═══ Data for this task ═══

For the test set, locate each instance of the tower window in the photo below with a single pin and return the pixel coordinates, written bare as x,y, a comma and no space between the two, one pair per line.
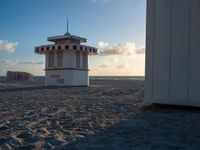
60,58
51,59
78,59
84,60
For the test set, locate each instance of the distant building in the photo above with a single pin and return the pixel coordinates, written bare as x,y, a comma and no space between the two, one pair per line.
66,61
19,76
173,52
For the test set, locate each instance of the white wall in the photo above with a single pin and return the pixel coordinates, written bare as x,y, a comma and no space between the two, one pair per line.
173,52
66,78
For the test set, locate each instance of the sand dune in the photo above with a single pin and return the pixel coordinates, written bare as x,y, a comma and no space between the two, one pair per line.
106,115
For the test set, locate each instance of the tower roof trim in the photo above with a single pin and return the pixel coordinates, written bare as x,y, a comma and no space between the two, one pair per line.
66,37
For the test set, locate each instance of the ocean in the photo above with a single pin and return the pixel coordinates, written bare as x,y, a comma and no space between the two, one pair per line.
141,78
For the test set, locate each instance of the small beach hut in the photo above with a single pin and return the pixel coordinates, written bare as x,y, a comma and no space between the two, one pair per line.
66,61
173,52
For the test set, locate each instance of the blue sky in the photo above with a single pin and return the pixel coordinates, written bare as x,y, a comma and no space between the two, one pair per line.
105,23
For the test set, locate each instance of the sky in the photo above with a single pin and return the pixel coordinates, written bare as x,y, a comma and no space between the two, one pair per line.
115,27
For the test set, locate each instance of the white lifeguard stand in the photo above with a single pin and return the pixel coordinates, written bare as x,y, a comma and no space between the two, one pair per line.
66,61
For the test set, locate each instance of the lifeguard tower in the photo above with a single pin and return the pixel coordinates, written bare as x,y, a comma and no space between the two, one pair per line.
66,61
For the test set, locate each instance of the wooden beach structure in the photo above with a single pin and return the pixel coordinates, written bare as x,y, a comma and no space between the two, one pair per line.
66,61
173,52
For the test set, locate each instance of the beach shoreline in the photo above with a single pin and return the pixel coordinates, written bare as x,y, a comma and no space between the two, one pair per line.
105,115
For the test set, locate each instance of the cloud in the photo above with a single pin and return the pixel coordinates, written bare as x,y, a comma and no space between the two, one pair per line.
8,47
102,45
8,62
31,62
125,49
104,1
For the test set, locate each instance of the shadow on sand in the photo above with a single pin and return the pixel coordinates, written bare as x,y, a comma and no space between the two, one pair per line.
154,127
18,89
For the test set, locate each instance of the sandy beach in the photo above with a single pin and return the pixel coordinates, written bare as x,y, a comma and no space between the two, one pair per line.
106,115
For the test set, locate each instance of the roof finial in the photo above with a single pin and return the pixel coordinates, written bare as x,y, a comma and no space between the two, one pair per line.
67,26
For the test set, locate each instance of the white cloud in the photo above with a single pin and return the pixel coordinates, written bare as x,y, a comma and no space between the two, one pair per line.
8,62
6,46
125,49
104,1
32,62
102,45
140,51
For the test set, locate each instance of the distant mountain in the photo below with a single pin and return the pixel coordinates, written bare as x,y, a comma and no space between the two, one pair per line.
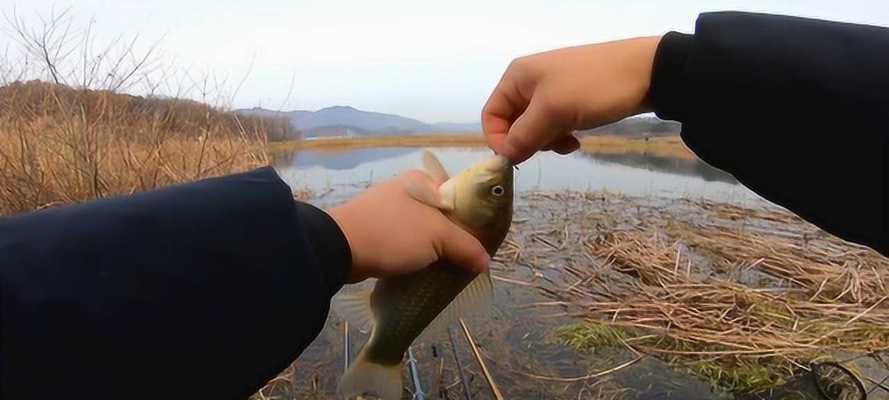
349,121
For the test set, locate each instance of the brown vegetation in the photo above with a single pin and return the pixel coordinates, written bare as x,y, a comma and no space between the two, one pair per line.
666,146
745,297
61,145
350,143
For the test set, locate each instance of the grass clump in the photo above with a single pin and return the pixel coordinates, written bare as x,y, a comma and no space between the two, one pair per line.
588,336
740,375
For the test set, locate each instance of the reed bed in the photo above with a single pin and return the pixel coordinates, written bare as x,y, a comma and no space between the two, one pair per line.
60,145
744,297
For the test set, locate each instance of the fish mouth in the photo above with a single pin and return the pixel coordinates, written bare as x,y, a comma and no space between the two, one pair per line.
496,163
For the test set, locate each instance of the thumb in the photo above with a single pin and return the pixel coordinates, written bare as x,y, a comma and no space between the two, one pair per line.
534,130
464,250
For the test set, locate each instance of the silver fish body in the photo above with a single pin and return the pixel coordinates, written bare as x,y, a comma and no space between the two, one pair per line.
479,200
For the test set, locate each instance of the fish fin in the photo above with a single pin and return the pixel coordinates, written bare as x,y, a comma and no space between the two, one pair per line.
355,308
366,377
477,296
423,191
433,167
448,194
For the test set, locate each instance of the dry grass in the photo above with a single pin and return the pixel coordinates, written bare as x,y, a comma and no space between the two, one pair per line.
743,297
670,146
60,145
345,144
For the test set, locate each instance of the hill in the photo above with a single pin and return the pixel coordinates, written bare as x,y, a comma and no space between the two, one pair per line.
339,121
350,121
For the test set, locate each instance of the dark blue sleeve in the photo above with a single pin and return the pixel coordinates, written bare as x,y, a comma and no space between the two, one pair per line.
795,108
204,290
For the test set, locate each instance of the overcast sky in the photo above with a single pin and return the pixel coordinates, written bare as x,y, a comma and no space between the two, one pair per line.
435,61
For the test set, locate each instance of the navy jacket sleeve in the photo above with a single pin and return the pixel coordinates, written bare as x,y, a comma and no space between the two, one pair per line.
795,108
204,290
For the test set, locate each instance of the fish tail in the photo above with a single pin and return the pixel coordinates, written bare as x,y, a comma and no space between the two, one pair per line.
366,377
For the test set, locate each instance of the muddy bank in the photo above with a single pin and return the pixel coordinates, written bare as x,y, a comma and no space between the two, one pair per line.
605,296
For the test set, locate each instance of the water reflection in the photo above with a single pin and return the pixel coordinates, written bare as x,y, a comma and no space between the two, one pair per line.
344,172
671,165
338,160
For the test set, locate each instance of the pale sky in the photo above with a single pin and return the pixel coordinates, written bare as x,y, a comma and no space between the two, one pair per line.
434,61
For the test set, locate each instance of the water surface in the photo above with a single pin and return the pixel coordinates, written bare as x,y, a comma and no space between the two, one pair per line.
341,173
520,337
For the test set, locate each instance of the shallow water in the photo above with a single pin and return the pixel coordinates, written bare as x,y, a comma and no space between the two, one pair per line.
517,340
341,173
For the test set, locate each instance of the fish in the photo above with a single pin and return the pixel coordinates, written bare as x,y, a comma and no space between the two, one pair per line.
479,200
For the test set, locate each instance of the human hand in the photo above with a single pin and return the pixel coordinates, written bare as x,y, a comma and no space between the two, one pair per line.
543,97
391,233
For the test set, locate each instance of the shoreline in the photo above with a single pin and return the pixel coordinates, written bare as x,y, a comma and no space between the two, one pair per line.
666,146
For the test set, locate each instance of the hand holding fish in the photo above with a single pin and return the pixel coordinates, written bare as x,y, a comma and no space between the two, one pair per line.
391,233
543,97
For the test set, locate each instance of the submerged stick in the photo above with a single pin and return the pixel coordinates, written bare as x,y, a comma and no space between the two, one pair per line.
346,347
415,375
466,393
478,357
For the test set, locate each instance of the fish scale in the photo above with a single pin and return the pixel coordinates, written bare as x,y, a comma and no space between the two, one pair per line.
479,200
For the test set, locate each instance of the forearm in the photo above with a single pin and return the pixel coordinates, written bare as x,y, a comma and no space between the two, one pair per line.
224,280
794,108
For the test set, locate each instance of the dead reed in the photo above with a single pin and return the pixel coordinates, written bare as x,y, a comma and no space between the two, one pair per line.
745,297
60,145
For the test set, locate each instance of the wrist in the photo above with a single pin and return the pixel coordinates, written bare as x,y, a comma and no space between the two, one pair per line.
341,215
667,95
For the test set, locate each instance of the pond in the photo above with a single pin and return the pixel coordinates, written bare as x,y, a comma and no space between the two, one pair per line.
338,174
517,341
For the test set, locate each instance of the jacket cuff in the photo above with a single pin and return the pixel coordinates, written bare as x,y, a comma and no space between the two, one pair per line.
328,242
669,84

═══

### The task
Rewrite all of the records above as a numbered list, one line per item, with blank lines omitted. Leave the pictures out of your answer.

### Result for this task
1. For the test set, locate each instance of the tower window in the photo below with a single pin and return the pixel coordinates, written bare as x,y, a comma and no space between the two, one pair per line.
2. 60,58
3. 51,59
4. 78,59
5. 84,60
6. For the test set, locate each instance of the distant building in the photo above with a single pin and return the pixel coordinates, written bare as x,y, a comma and no space between the two, one pair per line.
7. 66,61
8. 19,76
9. 173,52
10. For the test set, locate each instance of the white wall in the photo above with a single pin and return the pixel coordinates, written bare as x,y, a comma and no space between the two, one pair per line.
11. 173,52
12. 66,78
13. For the test set, locate each instance of the sand dune in the photo above with a single pin and return the pixel coordinates, written bare as x,y, a comma and no space between the two, one pair per line.
14. 106,115
15. For the test set, locate each instance of the tower roof trim in the photo above with a single pin and return the pixel coordinates, written bare as x,y, a comma and no space between the two, one pair per line.
16. 66,37
17. For the test set, locate each instance of the ocean in the photo above with a single pin and return the pixel coordinates, written bare as x,y, a comma and no space between the two, one pair per line.
18. 141,78
19. For the test set, locate each instance of the small beach hut in the photo above with a single pin and return the pixel coordinates, written bare as x,y, a comma and no space between the two, one pair per line.
20. 66,61
21. 173,52
22. For the test set, locate each instance of the blue sky in the photo above with a single pin and return the pixel coordinates, written bare as x,y, a comma and no space between the two, one pair per line.
23. 105,23
24. For the test set, locate each instance of the sky in the photo above with a single pin and return the pixel coordinates, written bare as x,y, a comma and no space between the two, one pair per line.
25. 115,27
26. For the test set, locate each instance of the white lifeguard stand in the photo above with a single pin and return the pixel coordinates, written bare as x,y, a comma and no space between the two, one pair per line.
27. 66,61
28. For the test set, locate each instance of the lifeguard tower in the photo above with a single pin and return the pixel coordinates, written bare as x,y, a comma and no space between the two, one pair per line.
29. 66,61
30. For the test set, locate each instance of the wooden beach structure in the photo above with a single pin and return the pixel coordinates, written bare as x,y, a comma and no space between the two, one pair per line.
31. 66,61
32. 173,52
33. For the test set, locate each instance of the beach shoreline in the photo above with a single pin and return the pixel coordinates, written bare as x,y, a comma and no space between the two, one pair per line.
34. 105,115
35. For the test set, locate each instance of the cloud in the photo above with a single pin and return the pixel coordinates, written bare as x,y, a comma and no space between the two, one pair per line.
36. 8,47
37. 102,45
38. 8,62
39. 31,62
40. 125,49
41. 104,1
42. For the test set, locate each instance of the shadow on sand in the photo above with a single pin and return the pixel coordinates, written bare as x,y, a comma and no space between the two, one pair per line.
43. 154,127
44. 18,89
45. For the test set, locate each instance of the sandy beach in the photo above with a single pin and return the pixel coordinates, written bare as x,y, a comma and no space between the two, one pair per line.
46. 106,115
47. For the test set, locate each instance of the roof finial in the photo above with a single pin and return the pixel coordinates, written bare as x,y, a comma and no space between the two, one pair per line.
48. 67,26
49. For the test set, locate each instance of the white cloud in the photo above with a single pin and return the pixel coordinates, written bare as x,y, a comma and no space between the two, one pair per line.
50. 8,62
51. 6,46
52. 125,49
53. 104,1
54. 32,62
55. 102,45
56. 140,51
57. For the test set, locate each instance of the distant mountain in the photo below with a single pin and return the pixel coordinates, written bare as x,y, a comma and no space between the two, one pair per line.
58. 349,121
59. For the test set, locate each instance of the brown vegetation in the photo above with a single pin and return the pixel coordinates, written bare as x,y, a comma and no space between the two, one pair per line.
60. 666,146
61. 745,297
62. 61,145
63. 350,143
64. For the test set, locate each instance of the grass clump in the photo above with a single pin and return the pixel coordinates, written bare as x,y, a comma and no space between the two, one pair per line.
65. 588,336
66. 740,375
67. For the test set, locate each instance of the reed bed in the photo above with a single pin and return the pixel coordinates, written bare as x,y, a comma and no space between the two, one pair per line.
68. 60,145
69. 744,297
70. For the test set, locate each instance of the fish mouth in the photo above with a single pin and return the pixel coordinates, written bare as x,y, a comma and no space between the two, one pair per line.
71. 496,163
72. For the test set, locate each instance of the thumb in the photo above with a single pin and return the pixel coordinates, written bare as x,y, a comma and no space between the two, one pair per line.
73. 534,130
74. 464,250
75. For the test set, locate each instance of the silver fish body in the photo above with a single pin and return the pixel coordinates, written bare as x,y, a comma and no space between the two, one pair per line.
76. 479,200
77. For the test set, locate each instance of the fish fin in the photo above with a single pin and return the pixel coordinates, written bare as x,y, a comma and no space between the two, one pair per line.
78. 355,308
79. 366,377
80. 477,296
81. 423,191
82. 433,167
83. 448,194
84. For the test set, locate each instance of the dry grass in the photo above with a single pin and return the pixel coordinates, written bare as x,y, a comma and no space between the two, one pair per line.
85. 743,297
86. 670,146
87. 60,145
88. 345,144
89. For the test set, locate each instance of the hill in the photo above with a single pin and return the pixel coordinates, written bare as x,y, a comma and no space between the two, one pair per line.
90. 339,121
91. 350,121
92. For the test set, locate each instance of the dark blue sleeve in the photo above with a single pin and return the pixel coordinates, written bare as x,y, a comma and no space between the two, one pair per line.
93. 795,108
94. 204,290
95. For the test set, locate each instance of the overcast sky in the photo above with a single pin and return the pixel coordinates, written bare as x,y, a comma and no space between the two, one pair per line.
96. 435,61
97. For the test set, locate each instance of the navy jacket sleeve in the photo above with a single pin and return the pixel coordinates, written bare as x,y, a comma and no space between the two, one pair per line.
98. 795,108
99. 204,290
100. For the test set, locate each instance of the fish tail in the photo above with a single pin and return the pixel coordinates, written bare as x,y, a comma and no space between the two, one pair per line.
101. 366,377
102. For the test set, locate each instance of the muddy bank in the photo above with a single pin and return the pixel coordinates, written bare as x,y, a comma and no space between the two, one pair per line.
103. 605,296
104. For the test set, locate each instance of the water reflection in the photo above with a single pin and return the pixel coordinates, written bare as x,y, a comma and no space between the two, one pair per line.
105. 344,172
106. 671,165
107. 338,160
108. For the test set, locate each instance of the pale sky in the photo above with a single pin and return the pixel coordinates, written bare as x,y, a comma and no space between the two, one pair per line.
109. 434,61
110. For the test set, locate each instance of the water surface in the photo above with a single pin and return the pixel coordinates, written bare as x,y, a comma and no space between the two, one pair per line.
111. 341,173
112. 520,337
113. For the test set, locate each instance of the shallow water in the photo above with a single pin and return the pixel coordinates, written bare as x,y, a comma and no space between the two, one pair per line.
114. 517,340
115. 341,173
116. For the test set, locate each instance of the fish in the photo above with a single pin and return the pixel coordinates, written bare as x,y, a comma and no space between the two, one pair per line.
117. 479,200
118. For the test set, locate each instance of the human hand in the photo above with a single pin and return the pixel coordinates, written bare as x,y, a comma and no space between the two, one pair per line.
119. 543,97
120. 391,233
121. For the test set, locate each instance of the shoreline in the photo above with a single pin and return the pixel coordinates, written bare as x,y, a comma and no space between the two, one pair per line.
122. 666,146
123. For the test set, locate each instance of the hand holding fish in the photo above with a single pin and return the pixel coordinates, written bare as x,y, a comma and no space between the two, one pair per line.
124. 391,233
125. 543,97
126. For the test set, locate each instance of the submerged stick in the photo above with a single pin and return the pixel coordinates, written bare as x,y, a comma and no space between the two, one pair per line.
127. 346,347
128. 415,375
129. 466,393
130. 478,357
131. For the test set, locate each instance of the fish scale in the photo above with a single pin and return the pixel coordinates, written bare as x,y, a comma and no space between the two, one pair per line.
132. 479,200
133. For the test set, locate each instance of the forearm in the photo above with a single pin and return the pixel coordinates, written bare as x,y, a comma and no space between the two, one pair per line.
134. 224,280
135. 794,108
136. For the test set, locate each instance of the dead reed in the photo above with a single pin and return the pixel coordinates, written bare as x,y, a comma and no space between the two, one pair per line.
137. 745,297
138. 60,145
139. For the test set, locate each instance of the wrist in the photo above with a single pin and return the pixel coordinates, written bare as x,y, a comma and no space between the two, one pair per line.
140. 341,215
141. 667,95
142. For the test set, locate each instance of the pond in the photo above with a single pin and return the pixel coordinates, written bare as x,y, a comma and no space between the two, one pair per line.
143. 338,174
144. 517,341
145. For the test set, locate each instance of the jacket cuff in the photo above with a single pin and return the pixel coordinates, written bare as x,y, a comma and no space between the two, one pair per line.
146. 328,242
147. 669,84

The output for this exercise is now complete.